Can you pull out the lines in the records below, unchanged, beginning with the line that has "Mark the white label" and stopping after the line that has "Target: bag of roasted nuts"? Omit the pictures.

-- Start of EXTRACTED INFORMATION --

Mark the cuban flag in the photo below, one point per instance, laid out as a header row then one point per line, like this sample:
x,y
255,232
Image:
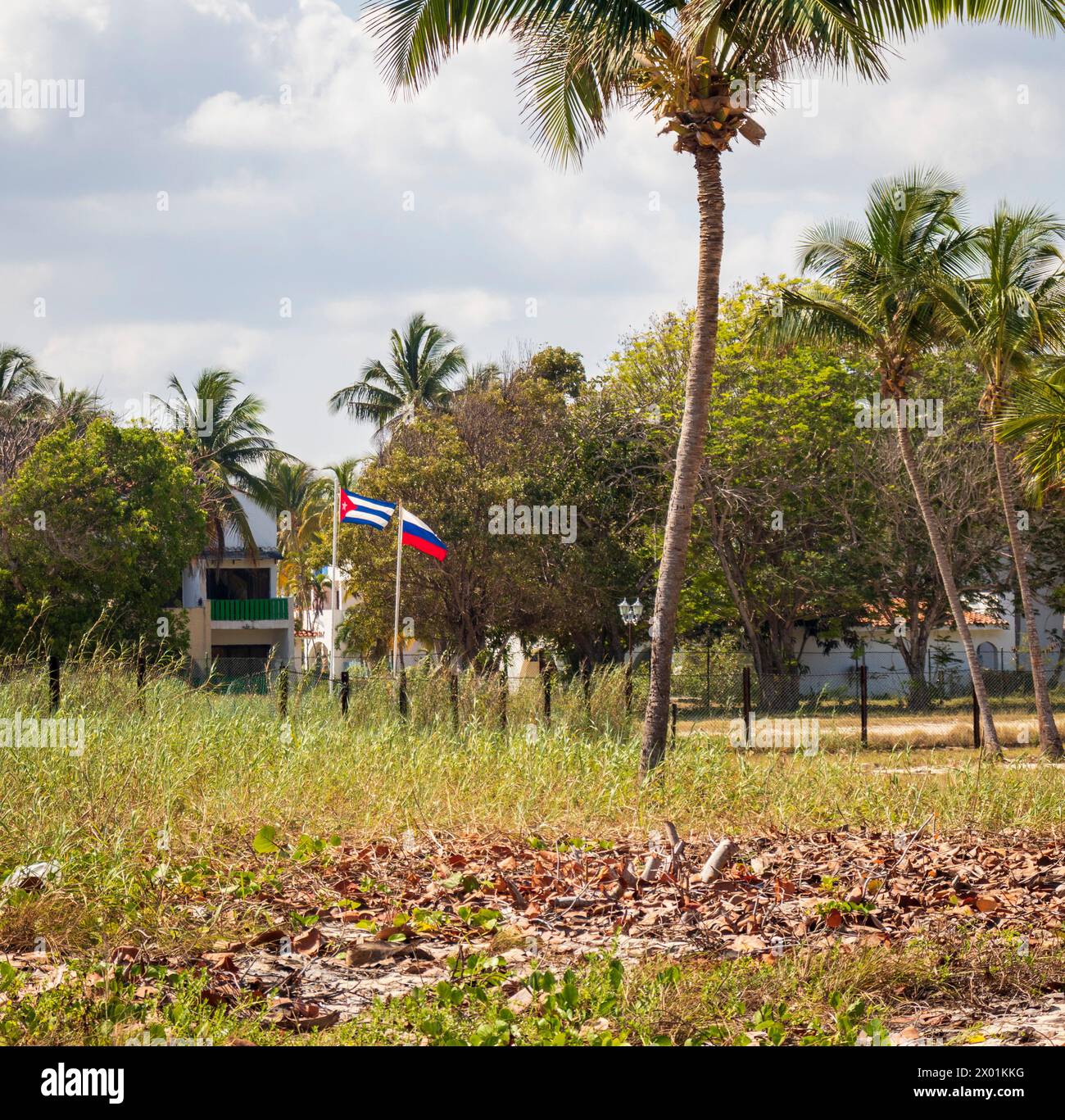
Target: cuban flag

-- End of EXTRACTED INFORMATION --
-- Start of EXTRACTED INFORMATION --

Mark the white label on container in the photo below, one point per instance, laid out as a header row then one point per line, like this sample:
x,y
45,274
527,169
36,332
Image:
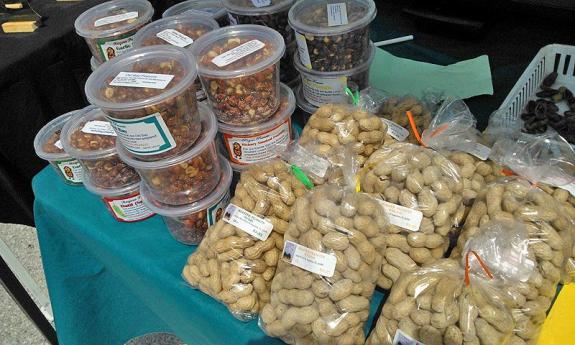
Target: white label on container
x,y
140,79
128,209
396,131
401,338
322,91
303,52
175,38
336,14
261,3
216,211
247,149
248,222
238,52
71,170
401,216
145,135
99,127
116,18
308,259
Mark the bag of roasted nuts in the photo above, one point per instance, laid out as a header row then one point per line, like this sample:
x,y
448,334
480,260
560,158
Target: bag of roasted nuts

-- End of EXTRACTED INFORMATION --
-- Start of EXTRACTED INFORMATION --

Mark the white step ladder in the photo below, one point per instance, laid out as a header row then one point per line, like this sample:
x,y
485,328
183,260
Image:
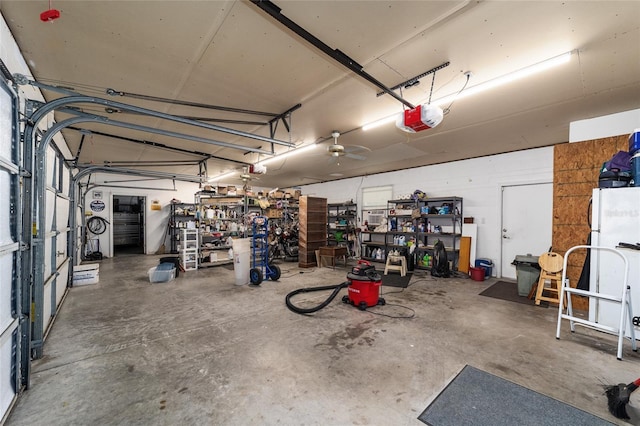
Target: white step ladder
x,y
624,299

-- End of EXTRACTED INFORMATION --

* **SOLUTION FOR THIS TASK**:
Mark the white label on container in the photo below, one point per instance, laid out as a header row then one point per line, like this sample:
x,y
45,274
527,169
36,332
Image:
Target: white label on container
x,y
140,79
128,209
396,131
401,338
322,91
303,52
175,38
336,14
261,3
216,211
247,149
248,222
238,52
71,170
401,216
145,135
99,127
116,18
308,259
Mark the bag of roasted nuts in the photo above, one point per instance, laid out as a header row then one point per line, like this sample:
x,y
448,334
480,260
560,158
Target: bag of roasted nuts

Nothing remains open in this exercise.